━━━ Texte de la page

Les
articles que je classe dans la série “Un peu de moi” n’ont aucune connotation
politique. Ils appartiennent tout simplement à aucune autre catégorie de ce
blog ou d’un autre que j’ai pu animer ou anime encore et à aucun projet. Ou
tout au moins celui-ci n’est-il pas encore né. C’est juste un besoin de
témoigner. D’écrire.
Mes obligations professionnelles
m’obligent à me rendre régulièrement à Paris. Si, plus jeune, j’adorais y aller
en voiture pour me frotter à la conduite très particulière des parisiens et
autres habitants des mégalopoles, je ne goute plus ce plaisir, si tant est
qu’il en soit un, pour privilégier les transports en commun, à commencer par le
train, puis le métro.

━━━━━━
━━━ Entrées du corpus

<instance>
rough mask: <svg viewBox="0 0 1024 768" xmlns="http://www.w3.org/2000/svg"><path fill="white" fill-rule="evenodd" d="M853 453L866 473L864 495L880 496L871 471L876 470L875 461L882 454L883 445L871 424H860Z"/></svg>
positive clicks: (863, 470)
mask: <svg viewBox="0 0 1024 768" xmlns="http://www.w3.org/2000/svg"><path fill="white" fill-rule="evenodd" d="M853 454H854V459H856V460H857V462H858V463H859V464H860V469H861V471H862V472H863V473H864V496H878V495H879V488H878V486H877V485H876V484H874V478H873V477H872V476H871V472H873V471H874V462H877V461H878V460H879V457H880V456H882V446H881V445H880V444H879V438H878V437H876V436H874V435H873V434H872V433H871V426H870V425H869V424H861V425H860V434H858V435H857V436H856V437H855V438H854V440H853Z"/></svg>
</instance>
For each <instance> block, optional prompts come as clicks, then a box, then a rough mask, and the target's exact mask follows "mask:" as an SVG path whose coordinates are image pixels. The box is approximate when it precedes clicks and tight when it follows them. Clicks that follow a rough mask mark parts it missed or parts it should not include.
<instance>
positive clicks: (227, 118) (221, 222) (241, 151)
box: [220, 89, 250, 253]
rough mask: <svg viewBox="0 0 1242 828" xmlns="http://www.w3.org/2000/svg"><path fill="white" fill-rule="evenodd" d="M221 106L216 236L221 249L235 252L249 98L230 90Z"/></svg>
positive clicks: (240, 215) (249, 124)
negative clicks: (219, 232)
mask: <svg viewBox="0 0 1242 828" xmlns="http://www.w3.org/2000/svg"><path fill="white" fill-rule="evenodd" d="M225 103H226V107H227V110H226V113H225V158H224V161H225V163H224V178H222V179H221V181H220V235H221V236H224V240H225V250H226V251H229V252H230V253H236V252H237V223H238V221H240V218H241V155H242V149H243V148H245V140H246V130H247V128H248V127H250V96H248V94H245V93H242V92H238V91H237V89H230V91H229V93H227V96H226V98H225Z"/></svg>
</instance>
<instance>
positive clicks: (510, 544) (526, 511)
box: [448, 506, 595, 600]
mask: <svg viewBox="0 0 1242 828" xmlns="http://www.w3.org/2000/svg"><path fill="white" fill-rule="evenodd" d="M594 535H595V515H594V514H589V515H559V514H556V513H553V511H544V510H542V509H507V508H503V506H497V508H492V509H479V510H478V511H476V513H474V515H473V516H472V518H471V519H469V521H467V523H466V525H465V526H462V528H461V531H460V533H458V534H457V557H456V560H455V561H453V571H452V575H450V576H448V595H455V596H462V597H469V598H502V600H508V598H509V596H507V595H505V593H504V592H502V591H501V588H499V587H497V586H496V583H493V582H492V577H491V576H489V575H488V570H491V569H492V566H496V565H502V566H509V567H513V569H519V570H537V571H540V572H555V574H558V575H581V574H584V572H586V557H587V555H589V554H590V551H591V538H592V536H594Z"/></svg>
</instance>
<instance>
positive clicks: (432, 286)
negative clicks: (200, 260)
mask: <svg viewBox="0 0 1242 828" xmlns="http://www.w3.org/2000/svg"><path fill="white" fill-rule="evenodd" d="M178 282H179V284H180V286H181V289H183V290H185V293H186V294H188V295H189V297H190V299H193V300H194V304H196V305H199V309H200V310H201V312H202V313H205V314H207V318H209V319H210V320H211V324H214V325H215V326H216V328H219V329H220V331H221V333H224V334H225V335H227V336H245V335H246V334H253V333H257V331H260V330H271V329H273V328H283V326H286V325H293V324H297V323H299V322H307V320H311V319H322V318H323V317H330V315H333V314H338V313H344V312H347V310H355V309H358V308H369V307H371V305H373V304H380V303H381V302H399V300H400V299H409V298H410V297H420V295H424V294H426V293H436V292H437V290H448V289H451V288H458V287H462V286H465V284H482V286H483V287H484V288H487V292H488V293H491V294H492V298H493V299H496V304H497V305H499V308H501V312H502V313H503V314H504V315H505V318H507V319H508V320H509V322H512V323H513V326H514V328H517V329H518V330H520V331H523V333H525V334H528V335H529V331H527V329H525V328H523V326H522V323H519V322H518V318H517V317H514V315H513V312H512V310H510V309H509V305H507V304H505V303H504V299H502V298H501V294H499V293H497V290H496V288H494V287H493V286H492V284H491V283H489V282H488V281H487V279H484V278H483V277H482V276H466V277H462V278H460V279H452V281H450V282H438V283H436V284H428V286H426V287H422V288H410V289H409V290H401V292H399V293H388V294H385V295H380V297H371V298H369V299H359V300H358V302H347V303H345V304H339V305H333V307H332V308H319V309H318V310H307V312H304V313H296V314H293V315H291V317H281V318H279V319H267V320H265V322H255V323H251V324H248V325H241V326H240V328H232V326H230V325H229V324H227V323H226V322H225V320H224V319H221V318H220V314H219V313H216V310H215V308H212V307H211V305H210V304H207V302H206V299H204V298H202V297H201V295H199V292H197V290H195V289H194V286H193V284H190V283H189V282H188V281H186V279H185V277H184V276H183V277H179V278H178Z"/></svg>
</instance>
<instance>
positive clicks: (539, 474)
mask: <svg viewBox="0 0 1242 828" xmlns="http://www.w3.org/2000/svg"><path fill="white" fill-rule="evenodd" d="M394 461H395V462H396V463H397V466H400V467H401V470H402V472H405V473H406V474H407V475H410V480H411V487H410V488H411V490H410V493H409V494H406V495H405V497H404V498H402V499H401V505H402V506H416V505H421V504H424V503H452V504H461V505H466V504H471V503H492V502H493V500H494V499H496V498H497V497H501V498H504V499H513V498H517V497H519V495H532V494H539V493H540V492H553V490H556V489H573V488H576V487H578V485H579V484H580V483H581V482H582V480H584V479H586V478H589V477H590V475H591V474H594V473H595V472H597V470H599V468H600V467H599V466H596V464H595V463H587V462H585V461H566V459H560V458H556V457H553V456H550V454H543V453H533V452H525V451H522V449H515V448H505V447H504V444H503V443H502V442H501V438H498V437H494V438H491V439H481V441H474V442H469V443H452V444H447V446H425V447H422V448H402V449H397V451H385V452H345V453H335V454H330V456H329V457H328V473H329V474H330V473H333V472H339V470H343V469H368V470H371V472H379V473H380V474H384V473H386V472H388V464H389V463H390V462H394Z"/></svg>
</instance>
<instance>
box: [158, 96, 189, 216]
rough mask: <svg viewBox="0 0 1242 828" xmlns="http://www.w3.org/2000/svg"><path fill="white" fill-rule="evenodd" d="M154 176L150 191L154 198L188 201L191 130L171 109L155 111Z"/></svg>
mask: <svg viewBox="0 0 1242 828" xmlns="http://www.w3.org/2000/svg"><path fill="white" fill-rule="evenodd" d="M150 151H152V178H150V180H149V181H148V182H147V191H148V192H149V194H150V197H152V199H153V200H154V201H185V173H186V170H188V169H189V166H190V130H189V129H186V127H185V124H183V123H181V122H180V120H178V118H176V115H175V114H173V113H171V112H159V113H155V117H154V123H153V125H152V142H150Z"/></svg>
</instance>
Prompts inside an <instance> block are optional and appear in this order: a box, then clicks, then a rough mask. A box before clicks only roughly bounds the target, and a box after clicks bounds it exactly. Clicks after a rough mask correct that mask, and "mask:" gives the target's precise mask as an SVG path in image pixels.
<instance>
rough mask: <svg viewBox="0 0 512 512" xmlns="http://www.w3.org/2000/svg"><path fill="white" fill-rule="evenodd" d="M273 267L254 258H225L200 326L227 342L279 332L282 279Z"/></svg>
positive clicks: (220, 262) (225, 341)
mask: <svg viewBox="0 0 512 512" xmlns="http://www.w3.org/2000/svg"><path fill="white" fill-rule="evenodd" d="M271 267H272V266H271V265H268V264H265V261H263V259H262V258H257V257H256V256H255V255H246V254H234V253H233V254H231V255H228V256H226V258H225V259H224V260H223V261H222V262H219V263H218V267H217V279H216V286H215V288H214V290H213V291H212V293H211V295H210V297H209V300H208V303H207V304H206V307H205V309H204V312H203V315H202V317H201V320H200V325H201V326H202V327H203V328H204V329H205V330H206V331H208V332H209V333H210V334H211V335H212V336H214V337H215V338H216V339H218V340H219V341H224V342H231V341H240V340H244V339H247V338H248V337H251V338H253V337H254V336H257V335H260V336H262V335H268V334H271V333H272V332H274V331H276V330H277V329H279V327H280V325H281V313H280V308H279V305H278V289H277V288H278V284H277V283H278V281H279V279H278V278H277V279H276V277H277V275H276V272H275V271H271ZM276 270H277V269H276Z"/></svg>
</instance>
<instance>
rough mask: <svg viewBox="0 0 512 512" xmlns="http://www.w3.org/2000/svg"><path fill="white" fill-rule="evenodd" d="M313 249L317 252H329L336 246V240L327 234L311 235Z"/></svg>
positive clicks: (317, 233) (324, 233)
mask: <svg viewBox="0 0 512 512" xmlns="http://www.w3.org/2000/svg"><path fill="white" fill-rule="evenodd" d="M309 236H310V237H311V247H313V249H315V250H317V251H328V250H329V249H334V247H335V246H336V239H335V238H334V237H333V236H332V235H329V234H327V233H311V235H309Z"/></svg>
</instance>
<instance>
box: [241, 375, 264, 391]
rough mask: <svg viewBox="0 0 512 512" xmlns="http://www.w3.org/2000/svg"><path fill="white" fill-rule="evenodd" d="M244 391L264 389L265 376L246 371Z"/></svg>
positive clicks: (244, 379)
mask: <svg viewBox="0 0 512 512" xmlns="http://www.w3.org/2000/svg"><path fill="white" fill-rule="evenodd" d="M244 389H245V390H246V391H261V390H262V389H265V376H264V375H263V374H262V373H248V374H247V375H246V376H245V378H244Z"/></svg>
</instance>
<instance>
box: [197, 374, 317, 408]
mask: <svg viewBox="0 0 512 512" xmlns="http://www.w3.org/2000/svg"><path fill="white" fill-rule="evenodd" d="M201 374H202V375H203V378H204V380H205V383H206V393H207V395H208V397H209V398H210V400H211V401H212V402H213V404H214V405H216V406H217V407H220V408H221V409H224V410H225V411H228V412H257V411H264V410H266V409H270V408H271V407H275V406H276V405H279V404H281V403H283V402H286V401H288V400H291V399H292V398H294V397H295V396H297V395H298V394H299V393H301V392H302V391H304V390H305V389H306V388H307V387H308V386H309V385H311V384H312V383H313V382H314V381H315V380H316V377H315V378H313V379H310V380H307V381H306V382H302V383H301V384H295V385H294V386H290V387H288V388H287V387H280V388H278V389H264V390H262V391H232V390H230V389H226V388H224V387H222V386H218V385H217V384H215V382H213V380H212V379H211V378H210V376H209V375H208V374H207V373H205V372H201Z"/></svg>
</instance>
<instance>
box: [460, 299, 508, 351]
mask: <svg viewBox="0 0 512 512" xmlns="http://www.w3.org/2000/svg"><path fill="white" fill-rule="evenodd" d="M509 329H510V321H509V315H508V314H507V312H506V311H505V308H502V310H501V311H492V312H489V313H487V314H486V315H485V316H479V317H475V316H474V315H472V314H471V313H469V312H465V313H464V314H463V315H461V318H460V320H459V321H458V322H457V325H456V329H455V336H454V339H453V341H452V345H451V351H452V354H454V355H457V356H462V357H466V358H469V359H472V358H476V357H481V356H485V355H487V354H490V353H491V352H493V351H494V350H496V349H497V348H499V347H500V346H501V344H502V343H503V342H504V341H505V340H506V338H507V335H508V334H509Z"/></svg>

━━━━━━

◆ **À faire**:
A – Relevez tous les moyens de transport cités dans le billet sur les trajets à Paris.
B – Recopiez sans rien changer le passage du billet qui commence par « Mes obligations professionnelles » et se termine par « puis le métro. ».

◆ **Solutions ci-dessous**:
A – la voiture, les transports en commun, le train, le métro

B –
Mes obligations professionnelles
m’obligent à me rendre régulièrement à Paris. Si, plus jeune, j’adorais y aller
en voiture pour me frotter à la conduite très particulière des parisiens et
autres habitants des mégalopoles, je ne goute plus ce plaisir, si tant est
qu’il en soit un, pour privilégier les transports en commun, à commencer par le
train, puis le métro.